Provided records:
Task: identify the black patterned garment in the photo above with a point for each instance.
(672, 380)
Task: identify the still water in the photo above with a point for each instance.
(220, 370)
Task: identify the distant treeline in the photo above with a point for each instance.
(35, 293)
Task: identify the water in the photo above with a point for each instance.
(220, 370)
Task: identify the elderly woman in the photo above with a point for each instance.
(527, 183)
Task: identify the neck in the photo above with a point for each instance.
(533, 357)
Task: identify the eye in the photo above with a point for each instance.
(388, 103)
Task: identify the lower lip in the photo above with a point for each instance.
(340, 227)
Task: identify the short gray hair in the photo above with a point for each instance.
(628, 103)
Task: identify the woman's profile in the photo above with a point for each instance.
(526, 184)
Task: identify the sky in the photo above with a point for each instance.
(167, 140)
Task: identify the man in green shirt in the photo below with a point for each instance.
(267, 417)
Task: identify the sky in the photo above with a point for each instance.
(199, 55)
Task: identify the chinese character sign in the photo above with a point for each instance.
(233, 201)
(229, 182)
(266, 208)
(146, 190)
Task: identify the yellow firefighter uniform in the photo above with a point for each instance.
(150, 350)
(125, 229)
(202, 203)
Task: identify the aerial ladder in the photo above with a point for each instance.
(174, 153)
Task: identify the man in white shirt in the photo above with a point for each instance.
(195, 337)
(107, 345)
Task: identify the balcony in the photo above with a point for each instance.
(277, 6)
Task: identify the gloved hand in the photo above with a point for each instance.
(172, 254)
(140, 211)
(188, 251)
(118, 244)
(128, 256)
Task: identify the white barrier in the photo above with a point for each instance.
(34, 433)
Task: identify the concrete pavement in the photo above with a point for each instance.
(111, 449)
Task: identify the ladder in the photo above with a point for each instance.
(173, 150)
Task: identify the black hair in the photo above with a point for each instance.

Your goal:
From the line that contains "Task: identify the man in white" through the final line of the entries above, every line must be reproduced exactly and nothing more.

Task solution:
Task: identify the man in white shirt in the photo above with a point for each instance.
(195, 337)
(107, 345)
Task: identify the balcony in the photo above with a point for each instance.
(277, 6)
Task: identify the gloved hand in the photo above with a point for each instance.
(172, 254)
(140, 211)
(188, 251)
(118, 244)
(128, 256)
Task: identify the white barrier in the photo above with a point for each instance.
(34, 433)
Task: identify the concrete pavement in the photo above with a point for each instance.
(111, 449)
Task: identify the ladder in the photo above with a point for each instance.
(173, 150)
Task: identify the black hair in the photo above with a point for each instance.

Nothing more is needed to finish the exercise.